Ausgangstext:
■ ■ ■ ■

Wie geht es Ihnen? Was haben Sie heute erlebt? Wie würden Sie Ihre Gefühlslage in Worte fassen? Dass es Ihnen „gut“ oder „schlecht“ geht, reicht nicht als Antwort und ist ja schon eine Bewertung… versuchen Sie, bei einer wertfreien Beschreibung zu bleiben und möglichst knapp zu formulieren, wie Sie sich fühlen. Wenn Sie gar nicht weiter wissen, hier eine Hilfe: Die meisten Gefühle lassen sich (je nach wissenschaftlicher Schule sind es mehr oder weniger) sieben Grundgefühlen zuordnen: Freude, Trauer, Liebe, Schmerz, Angst, Ekel und Scham. Irgendetwas davon oder vieles davon gleichzeitig wird in Ihnen vorgehen.

■ ■ ■ ■

Entnommenes Material:
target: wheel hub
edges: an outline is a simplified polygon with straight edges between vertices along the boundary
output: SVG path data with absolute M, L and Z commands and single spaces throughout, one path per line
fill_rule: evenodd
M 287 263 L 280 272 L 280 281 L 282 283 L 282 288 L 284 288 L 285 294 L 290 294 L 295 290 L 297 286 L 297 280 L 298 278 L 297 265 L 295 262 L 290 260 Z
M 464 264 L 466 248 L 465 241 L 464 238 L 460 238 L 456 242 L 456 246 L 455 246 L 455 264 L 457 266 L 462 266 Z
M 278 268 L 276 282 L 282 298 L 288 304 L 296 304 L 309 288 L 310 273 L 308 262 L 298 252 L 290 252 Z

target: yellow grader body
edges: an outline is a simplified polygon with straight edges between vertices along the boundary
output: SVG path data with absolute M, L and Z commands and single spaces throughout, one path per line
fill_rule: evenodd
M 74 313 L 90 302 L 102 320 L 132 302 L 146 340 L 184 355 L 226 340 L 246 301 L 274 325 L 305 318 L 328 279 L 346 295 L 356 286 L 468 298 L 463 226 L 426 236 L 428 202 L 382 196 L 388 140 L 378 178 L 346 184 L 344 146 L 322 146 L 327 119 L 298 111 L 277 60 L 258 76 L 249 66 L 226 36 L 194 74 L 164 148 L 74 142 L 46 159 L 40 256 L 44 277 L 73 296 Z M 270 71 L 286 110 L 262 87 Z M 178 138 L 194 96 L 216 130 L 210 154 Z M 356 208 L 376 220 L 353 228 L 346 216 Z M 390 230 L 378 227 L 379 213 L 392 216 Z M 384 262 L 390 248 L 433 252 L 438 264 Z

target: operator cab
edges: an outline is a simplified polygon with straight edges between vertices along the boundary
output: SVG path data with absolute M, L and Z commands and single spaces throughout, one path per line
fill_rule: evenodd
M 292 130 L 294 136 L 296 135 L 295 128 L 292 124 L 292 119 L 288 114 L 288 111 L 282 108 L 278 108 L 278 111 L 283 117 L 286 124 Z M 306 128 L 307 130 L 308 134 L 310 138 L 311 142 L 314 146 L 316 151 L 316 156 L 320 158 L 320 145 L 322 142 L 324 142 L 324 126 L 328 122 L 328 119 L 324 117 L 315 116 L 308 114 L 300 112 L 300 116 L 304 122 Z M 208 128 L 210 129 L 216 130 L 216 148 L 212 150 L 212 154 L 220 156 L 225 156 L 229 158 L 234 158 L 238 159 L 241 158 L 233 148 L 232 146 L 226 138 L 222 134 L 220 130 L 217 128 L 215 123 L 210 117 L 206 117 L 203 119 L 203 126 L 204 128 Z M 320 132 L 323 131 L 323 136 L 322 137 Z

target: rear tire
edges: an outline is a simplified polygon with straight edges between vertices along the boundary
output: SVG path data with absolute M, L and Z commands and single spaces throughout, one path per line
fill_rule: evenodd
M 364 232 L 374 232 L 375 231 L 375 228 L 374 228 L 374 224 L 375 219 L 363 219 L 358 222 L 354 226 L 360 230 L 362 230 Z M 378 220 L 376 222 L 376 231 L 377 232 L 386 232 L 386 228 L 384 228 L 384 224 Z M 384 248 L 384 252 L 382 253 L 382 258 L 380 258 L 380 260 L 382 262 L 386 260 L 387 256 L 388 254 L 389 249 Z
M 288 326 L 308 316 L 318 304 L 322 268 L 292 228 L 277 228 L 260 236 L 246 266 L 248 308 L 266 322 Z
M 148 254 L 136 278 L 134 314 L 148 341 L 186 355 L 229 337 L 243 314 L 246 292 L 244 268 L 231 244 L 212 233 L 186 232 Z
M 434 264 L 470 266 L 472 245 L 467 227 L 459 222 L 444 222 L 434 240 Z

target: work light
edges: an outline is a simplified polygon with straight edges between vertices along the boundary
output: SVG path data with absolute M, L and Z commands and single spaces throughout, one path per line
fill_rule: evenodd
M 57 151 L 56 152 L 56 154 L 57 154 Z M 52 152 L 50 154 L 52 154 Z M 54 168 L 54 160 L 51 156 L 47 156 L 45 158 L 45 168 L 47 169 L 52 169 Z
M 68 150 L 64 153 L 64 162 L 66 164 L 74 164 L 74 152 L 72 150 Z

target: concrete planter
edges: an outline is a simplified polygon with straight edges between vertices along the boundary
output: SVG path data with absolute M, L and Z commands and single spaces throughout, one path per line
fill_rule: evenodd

■ ■ ■ ■

Zu erledigende Aufgaben:
A: Welche Grundgefühle zählt der Text über Gefühle auf? Nennen Sie alle.
B: Schreiben Sie aus dem Text über Gefühle den Teil wortgetreu heraus, der mit den Worten „Wie geht es“ anfängt und mit „in Ihnen vorgehen.“ aufhört.

Lösungen je Aufgabe:
A: Freude, Trauer, Liebe, Schmerz, Angst, Ekel, Scham

B:
Wie geht es Ihnen? Was haben Sie heute erlebt? Wie würden Sie Ihre Gefühlslage in Worte fassen? Dass es Ihnen „gut“ oder „schlecht“ geht, reicht nicht als Antwort und ist ja schon eine Bewertung… versuchen Sie, bei einer wertfreien Beschreibung zu bleiben und möglichst knapp zu formulieren, wie Sie sich fühlen. Wenn Sie gar nicht weiter wissen, hier eine Hilfe: Die meisten Gefühle lassen sich (je nach wissenschaftlicher Schule sind es mehr oder weniger) sieben Grundgefühlen zuordnen: Freude, Trauer, Liebe, Schmerz, Angst, Ekel und Scham. Irgendetwas davon oder vieles davon gleichzeitig wird in Ihnen vorgehen.